* _INPUT RECORDS_

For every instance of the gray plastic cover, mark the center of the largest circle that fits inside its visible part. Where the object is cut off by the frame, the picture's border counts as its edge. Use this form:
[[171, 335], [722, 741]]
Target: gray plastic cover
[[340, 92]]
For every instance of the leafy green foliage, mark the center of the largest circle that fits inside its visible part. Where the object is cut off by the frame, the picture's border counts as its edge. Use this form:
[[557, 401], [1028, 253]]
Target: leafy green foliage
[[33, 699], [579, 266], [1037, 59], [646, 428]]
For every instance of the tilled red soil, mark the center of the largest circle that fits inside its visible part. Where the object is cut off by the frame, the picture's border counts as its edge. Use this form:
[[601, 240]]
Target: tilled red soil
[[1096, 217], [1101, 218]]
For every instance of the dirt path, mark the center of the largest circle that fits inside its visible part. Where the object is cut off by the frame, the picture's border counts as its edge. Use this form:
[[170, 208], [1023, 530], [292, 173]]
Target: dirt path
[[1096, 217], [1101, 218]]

* _WORK TO DO_
Please rewrite the material above as a numbered list, starting at its first line and ending at the line that contains "[[33, 699], [579, 266], [1037, 59], [646, 428]]", with both of those lines included. Leave out any blank lines.

* _ANSWER TO THIS EXERCISE_
1. For every instance of the gray plastic cover, mark the center of the largest circle that fits inside its visible part. Where the object is cut off by the frame, the picture's border counts as its edge. Use this form:
2. [[171, 335], [722, 741]]
3. Target: gray plastic cover
4. [[340, 92]]
5. For every instance of the leafy green foliage, mark the center of the largest circle that fits inside its visible part. Where the object is cut off by the frame, the picture's border counts as its edge. Use this form:
6. [[557, 401], [1028, 253]]
7. Target: leafy green foliage
8. [[33, 699], [579, 266], [1037, 59], [646, 428]]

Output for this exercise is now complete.